### SELECTED EXCERPT
Btw, which version of lmppl are you using?
The latest version is 0.1.9, so you can try to upgrade to the latest version if it's old one. Otherwise, can you share the whole script you use, and I will try it on my env to see if I can reproduce the error.
I was using the latest one (0.1.9)
Since your last message, I uninstalled lmppl, reinstalled it in a fresh environment and even redownloaded the flan-t5-xxl model and reran the code without the device_map argument. Ran into the same error.
Btw for enhancement, my request is to allow a cache/storing directory where the model is going to be stored on the local machine, as an input to the class since these models are usually huge and the default directory to which hugging face downloads may have limited space :)
Below is
""" Caluculate decoder perpleity of encoder-decoder LM.
>>> from lmppl import EncoderDecoderLM
>>> scorer = EncoderDecoderLM('t5-small')
>>> scores = scorer.get_perplexity(
input_texts=['sentiment classification: I have a bad day'] * 2,
output_texts=['happy', 'sad'])
>>> print(scores)
[373.821367795063, 274.29454188096724]
"""
import os
import logging
from math import exp
from typing import List
from tqdm import tqdm
import torch
import transformers
# from .util import internet_connection
os.environ["OMP_NUM_THREADS"] = "1" # to turn off warning message
os.environ["TOKENIZERS_PARALLELISM"] = "false" # to turn off warning message
PAD_TOKEN_LABEL_ID = torch.nn.CrossEntropyLoss().ignore_index
def get_lm(model_name: str,
use_auth_token: bool = False,
torch_dtype=None,
device_map: str = None,
low_cpu_mem_usage: bool = False):
""" get encoder-decoder lms from huggingface """
# tokenizer
local_files_only = not internet_connection()

### REQUEST 1
State how many lines of the records contain the string "muscular". Give only the number.
The text and the records are unrelated to each other.

### GIVEN RECORDS
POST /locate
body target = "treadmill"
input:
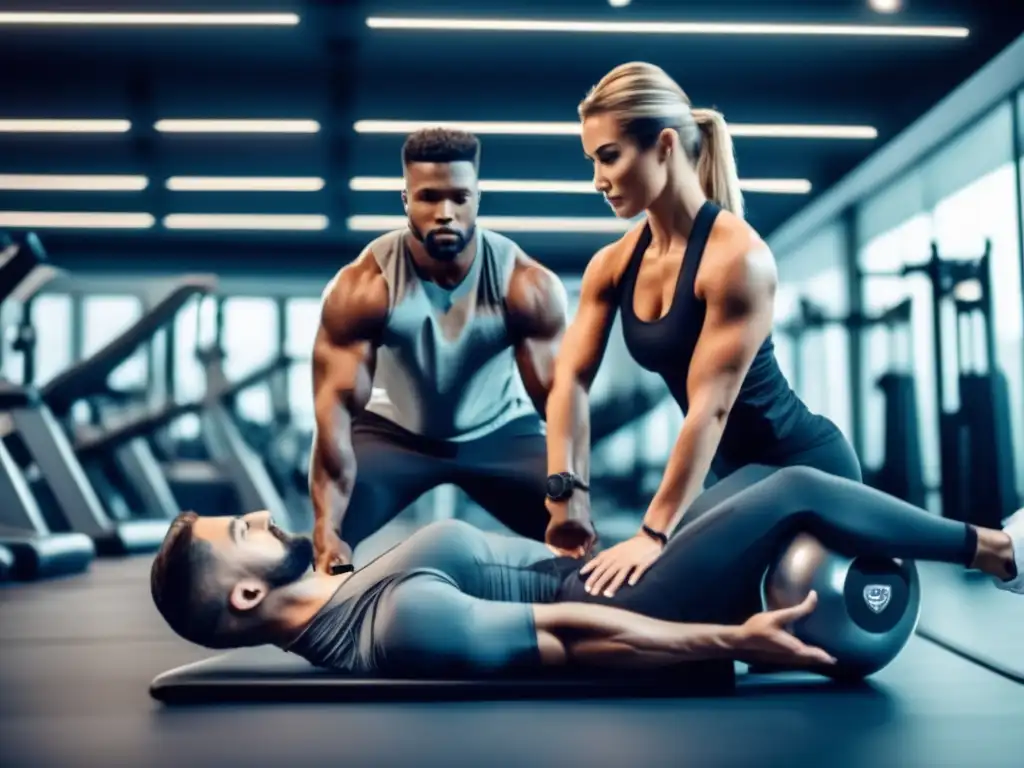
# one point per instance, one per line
(38, 441)
(30, 547)
(116, 453)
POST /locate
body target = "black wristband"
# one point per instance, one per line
(655, 535)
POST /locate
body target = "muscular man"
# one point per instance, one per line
(452, 600)
(425, 343)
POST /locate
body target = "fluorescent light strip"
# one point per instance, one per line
(745, 130)
(54, 182)
(396, 183)
(237, 126)
(150, 19)
(244, 183)
(75, 220)
(64, 126)
(506, 223)
(245, 221)
(662, 28)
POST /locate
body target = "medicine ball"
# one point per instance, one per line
(867, 606)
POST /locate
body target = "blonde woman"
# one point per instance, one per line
(694, 285)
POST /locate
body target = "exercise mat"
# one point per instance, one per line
(267, 674)
(966, 613)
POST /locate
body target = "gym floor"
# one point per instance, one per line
(77, 656)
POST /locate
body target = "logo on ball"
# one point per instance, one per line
(878, 596)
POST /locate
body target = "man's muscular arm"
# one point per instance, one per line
(353, 310)
(537, 307)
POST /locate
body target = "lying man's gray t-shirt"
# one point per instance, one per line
(451, 599)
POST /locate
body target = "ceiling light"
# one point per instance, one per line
(237, 126)
(150, 19)
(886, 6)
(72, 220)
(662, 28)
(396, 183)
(64, 126)
(54, 182)
(744, 130)
(244, 183)
(506, 223)
(245, 221)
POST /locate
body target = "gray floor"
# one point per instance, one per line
(77, 656)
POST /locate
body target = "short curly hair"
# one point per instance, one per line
(441, 145)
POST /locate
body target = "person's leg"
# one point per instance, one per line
(836, 457)
(393, 469)
(712, 569)
(506, 474)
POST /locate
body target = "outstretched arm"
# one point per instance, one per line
(536, 308)
(568, 404)
(586, 634)
(344, 352)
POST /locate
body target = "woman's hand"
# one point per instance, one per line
(630, 559)
(765, 637)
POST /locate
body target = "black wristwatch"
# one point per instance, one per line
(657, 536)
(561, 485)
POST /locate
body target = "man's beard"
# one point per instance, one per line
(297, 560)
(442, 248)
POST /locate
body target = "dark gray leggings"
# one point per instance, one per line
(712, 568)
(469, 615)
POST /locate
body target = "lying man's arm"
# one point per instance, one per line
(427, 627)
(585, 634)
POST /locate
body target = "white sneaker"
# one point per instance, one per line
(1015, 528)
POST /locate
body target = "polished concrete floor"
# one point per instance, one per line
(77, 656)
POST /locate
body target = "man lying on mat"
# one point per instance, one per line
(453, 600)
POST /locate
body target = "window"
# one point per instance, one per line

### REQUEST 2
Pick up the forum thread about the lmppl library after its last line and continue it.

### WRITTEN ANSWER 1
2

### WRITTEN ANSWER 2
tokenizer = transformers.AutoTokenizer.from_pretrained(
model_name, local_files_only=local_files_only, use_auth_token=use_auth_token,cache_dir = "/home/racball/flan", force_download = True)
# config
config = transformers.AutoConfig.from_pretrained(
model_name, local_files_only=local_files_only, use_auth_token=use_auth_token,cache_dir = "/home/racball/flan", force_download = True)
# model
if config.model_type == 't5': # T5 model requires T5ForConditionalGeneration class
model_class = transformers.T5ForConditionalGeneration.from_pretrained
elif config.model_type == 'mt5':
model_class = transformers.MT5ForConditionalGeneration.from_pretrained
elif config.model_type == 'bart':
model_class = transformers.BartForConditionalGeneration.from_pretrained
elif config.model_type == 'mbart':
model_class = transformers.MBartForConditionalGeneration.from_pretrained
elif config.model_type == 'switch_transformers':
model_class = transformers.SwitchTransformersForConditionalGeneration.from_pretrained
else:
raise ValueError(f'unsupported model type: {config.model_type}')
param = {'config': config, "local_files_only": local_files_only, "use_auth_token": use_auth_token, "low_cpu_mem_usage": low_cpu_mem_usage}
if torch_dtype is not None:
param['torch_dtype'] = torch_dtype
if device_map is not None:
param['device_map'] = device_map
model = model_class(model_name, cache_dir = "/home/racball/flan", force_download = True, **param)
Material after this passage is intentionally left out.